* Start TEXT PROVIDED *

When deploying network storage at edge locations, factors such as network bandwidth, latency, and reliability should be carefully evaluated to ensure acceptable VM performance and availability.
Note: Fibre Channel is not validated in this design.
Network
Rootful Virtual Machines
Rootful virtual machines offer multiple networking options depending on requirements for performance, network integration, and isolation.
Option 1: NAT Mode
NAT mode is the default networking configuration for rootful KVM virtual machines. In this mode, libvirt creates a virtual bridge (typically named virbr0) that acts as a virtual switch, connecting virtual machines to a private subnet (commonly 192.168.122.0/24). The bridge includes an integrated DHCP server (dnsmasq) that automatically assigns IP addresses to virtual machines and provides DNS resolution services.
● Outbound traffic from virtual machines passes through the bridge to the host's network stack. libvirt configures Network Address Translation (NAT) rules using iptables or nftables, allowing VMs to access external networks while remaining hidden behind the host's IP address. From the external network's perspective, all VM traffic appears to originate from the host.
● Inbound traffic requires explicit port forwarding rules to reach virtual machines. Without port forwarding configuration, external systems cannot initiate connections to VMs in NAT mode, as the VMs exist on a private network behind the host's NAT gateway.

Option 2: MACVLAN
MACVLAN mode connects virtual machines directly to physical networks without requiring a traditional Linux bridge. Each virtual machine is assigned a unique MAC address and receives an IP address on the same subnet as the parent network, appearing as an independent device on the network.
● Outbound traffic from virtual machines is transmitted directly to the physical switch through the parent physical interface using the VM's own MAC and IP addresses. The MAC address is visible on upstream network switches.
● Inbound traffic from external systems is delivered directly to the virtual machine using standard IP routing. No port forwarding or NAT configuration is required, with service accessibility controlled only by network and VM firewall rules.
● VMs running in MACVLAN Bridge mode on the same host using the same parent interface can communicate directly with each other without traffic leaving the host.
● VMs cannot communicate directly with the host itself due to the limitation of MACVLAN.

When MACVTAP is attached to a VLAN subinterface (for example, bond0.1317), the upstream switch port must be configured as a trunk port with the corresponding VLAN allowed. The switch must permit tagged traffic for all VLANs that the virtual machines will use. If MACVTAP uses the base physical interface (for example, bond0) for untagged traffic, the switch port should be configured with the appropriate native VLAN or as an access port on the desired VLAN.

* End TEXT PROVIDED *

REQUIRED TASKS:
**1.** Reproduce the passage on virtual machine networking from "Option 2: MACVLAN" up to and including "upstream network switches.", changing "traditional Linux bridge" to "conventional Linux bridge".
**2.** According to the passage on virtual machine networking, which subnet does the private network in NAT mode commonly use?
**3.** Pick up the passage on virtual machine networking where it stops, and continue it.
The items placed after this text are not required for any of the work.

* Start MATERIAL *

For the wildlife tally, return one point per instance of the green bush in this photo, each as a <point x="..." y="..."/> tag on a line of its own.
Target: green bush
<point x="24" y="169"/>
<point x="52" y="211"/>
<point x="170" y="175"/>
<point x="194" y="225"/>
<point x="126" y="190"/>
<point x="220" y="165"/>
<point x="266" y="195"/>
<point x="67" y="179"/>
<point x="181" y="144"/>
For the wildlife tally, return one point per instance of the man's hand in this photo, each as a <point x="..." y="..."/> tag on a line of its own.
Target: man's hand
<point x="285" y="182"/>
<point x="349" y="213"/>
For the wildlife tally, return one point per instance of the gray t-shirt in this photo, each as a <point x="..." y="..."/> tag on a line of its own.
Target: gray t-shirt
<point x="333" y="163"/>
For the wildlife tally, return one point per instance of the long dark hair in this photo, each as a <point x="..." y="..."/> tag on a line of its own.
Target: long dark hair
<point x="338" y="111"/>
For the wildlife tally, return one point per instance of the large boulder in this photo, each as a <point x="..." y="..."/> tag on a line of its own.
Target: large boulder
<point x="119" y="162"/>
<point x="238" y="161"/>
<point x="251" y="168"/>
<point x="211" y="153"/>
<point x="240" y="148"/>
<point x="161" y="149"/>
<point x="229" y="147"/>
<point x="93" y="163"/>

* End MATERIAL *

ANSWERS PROVIDED:
**1.**
Option 2: MACVLAN
MACVLAN mode connects virtual machines directly to physical networks without requiring a conventional Linux bridge. Each virtual machine is assigned a unique MAC address and receives an IP address on the same subnet as the parent network, appearing as an independent device on the network.
● Outbound traffic from virtual machines is transmitted directly to the physical switch through the parent physical interface using the VM's own MAC and IP addresses. The MAC address is visible on upstream network switches.

**2.** 192.168.122.0/24

**3.**
Because each virtual machine using MACVTAP is assigned a unique MAC address, the switch port connected to the host will observe multiple MAC addresses originating from a single physical connection, one for each VM, plus the host's own MAC address if applicable. Upstream network switches must allow multiple MAC addresses to be learned on the same physical port. Some switches also enforce a per-port MAC address limit, such as the maximum number of MAC addresses that can be learned on a single port. Ensure this limit is set high enough to accommodate the host and all VMs.
Option 3: Per-VLAN Linux Bridge
This mode connects virtual machines directly to the host's physical network by creating a Linux bridge that includes both virtual machine interfaces and a physical network interface. In this configuration, VMs obtain IP addresses on the same subnet as the physical network and appear as independent hosts on the network.
To implement this design option, you need to create a Linux bridge (such as br-workload) on the host and add an interface (for example, bond0.1318 for VLAN-tagged traffic) as a bridge member. When a VM starts, libvirt creates a tap device for the VM's network interface and attaches it to the bridge. The bridge forwards traffic between VMs and the physical network at Layer 2, making VMs directly accessible from the external network.
● Outbound traffic from virtual machines is forwarded through the bridge directly to the physical network using the VM's own MAC and IP addresses. No address translation occurs.
● Inbound traffic from external systems is delivered directly to virtual machines using standard IP routing, treating VMs as independent hosts on the network. No port forwarding or NAT configuration is required, as each VM has a routable IP address on the physical network subnet. Service accessibility is subject to standard network and VM firewall rules.
● VMs connected to the same Linux bridge can communicate directly with each other through the bridge without traffic leaving the host.
● The host can access VMs directly through the Linux bridge.

The port on the upstream switch must be configured as a trunk port if the Linux bridge is attached to a VLAN sub-interface. Spanning Tree Protocol (STP) must be disabled on the Linux bridge.
Rootless Virtual Machines
Rootless virtual machines have significantly limited networking capabilities compared to rootful VMs due to the lack of root privileges required for advanced network configuration. Networking typically uses user-mode stacks such as slirp or passt.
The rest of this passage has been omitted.